#### [EXERCISE BRIEF]
Extract the data exactly, missing nothing.

============

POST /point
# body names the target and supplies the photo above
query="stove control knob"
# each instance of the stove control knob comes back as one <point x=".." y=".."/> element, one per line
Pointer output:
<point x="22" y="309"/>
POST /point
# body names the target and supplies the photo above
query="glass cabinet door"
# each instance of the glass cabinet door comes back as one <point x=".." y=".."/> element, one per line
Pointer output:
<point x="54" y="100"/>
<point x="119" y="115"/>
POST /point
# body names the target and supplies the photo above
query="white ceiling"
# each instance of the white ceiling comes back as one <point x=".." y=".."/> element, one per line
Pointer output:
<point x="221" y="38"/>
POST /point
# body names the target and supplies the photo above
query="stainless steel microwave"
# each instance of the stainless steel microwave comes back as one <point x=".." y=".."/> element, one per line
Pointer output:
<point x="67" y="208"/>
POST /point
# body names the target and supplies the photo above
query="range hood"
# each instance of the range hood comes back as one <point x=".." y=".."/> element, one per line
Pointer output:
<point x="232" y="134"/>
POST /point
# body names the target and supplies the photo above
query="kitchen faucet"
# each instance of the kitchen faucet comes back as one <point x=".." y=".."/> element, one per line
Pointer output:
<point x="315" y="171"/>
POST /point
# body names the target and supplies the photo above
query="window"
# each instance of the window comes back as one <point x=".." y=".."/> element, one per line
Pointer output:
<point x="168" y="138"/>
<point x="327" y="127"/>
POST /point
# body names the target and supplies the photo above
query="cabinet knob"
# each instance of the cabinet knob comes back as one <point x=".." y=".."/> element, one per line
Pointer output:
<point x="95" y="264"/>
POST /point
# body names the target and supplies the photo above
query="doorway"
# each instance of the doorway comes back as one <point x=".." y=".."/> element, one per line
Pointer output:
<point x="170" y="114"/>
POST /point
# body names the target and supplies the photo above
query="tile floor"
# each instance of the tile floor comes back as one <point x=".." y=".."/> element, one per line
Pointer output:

============

#### [TASK SOLUTION]
POST /point
# body names the target and supplies the photo above
query="stove control knob"
# each instance of the stove control knob comes back as one <point x=".." y=".."/> element, one per line
Pointer output:
<point x="22" y="309"/>
POST /point
# body names the target and supplies the photo above
query="glass cabinet door"
# each instance of the glass cabinet door comes back as one <point x=".." y=".."/> element, one per line
Pointer output:
<point x="54" y="100"/>
<point x="119" y="115"/>
POST /point
# body names the target and supplies the photo above
query="white ceiling"
# each instance of the white ceiling comes back as one <point x=".." y=".."/> element, one per line
Pointer output:
<point x="221" y="38"/>
POST /point
# body names the target and supplies the photo above
query="stainless steel microwave"
# each instance of the stainless steel microwave comes back as one <point x=".." y=".."/> element, one per line
Pointer output:
<point x="67" y="208"/>
POST /point
# body names the target and supplies the photo above
query="range hood"
# each instance of the range hood comes back as one <point x=".." y=".."/> element, one per line
Pointer output:
<point x="232" y="134"/>
POST /point
# body names the target and supplies the photo above
query="kitchen faucet"
# each instance of the kitchen faucet comes back as one <point x=".." y=".."/> element, one per line
Pointer output:
<point x="315" y="171"/>
POST /point
# body names the target and supplies the photo above
query="window"
# each instance of the window comes back as one <point x=".." y=".."/> element, one per line
Pointer output:
<point x="168" y="138"/>
<point x="327" y="127"/>
POST /point
# body names the target and supplies the photo above
query="cabinet knob"
# each instance of the cabinet knob comes back as one <point x=".." y=".."/> element, one per line
Pointer output:
<point x="95" y="264"/>
POST /point
# body names the target and supplies the photo above
query="doorway"
# each instance of the doorway comes back as one <point x=".." y=".."/> element, one per line
Pointer output:
<point x="170" y="114"/>
POST /point
# body names the target and supplies the photo above
query="tile floor"
# each instance of the tile floor comes back as one <point x=".." y=".."/> element, one per line
Pointer output:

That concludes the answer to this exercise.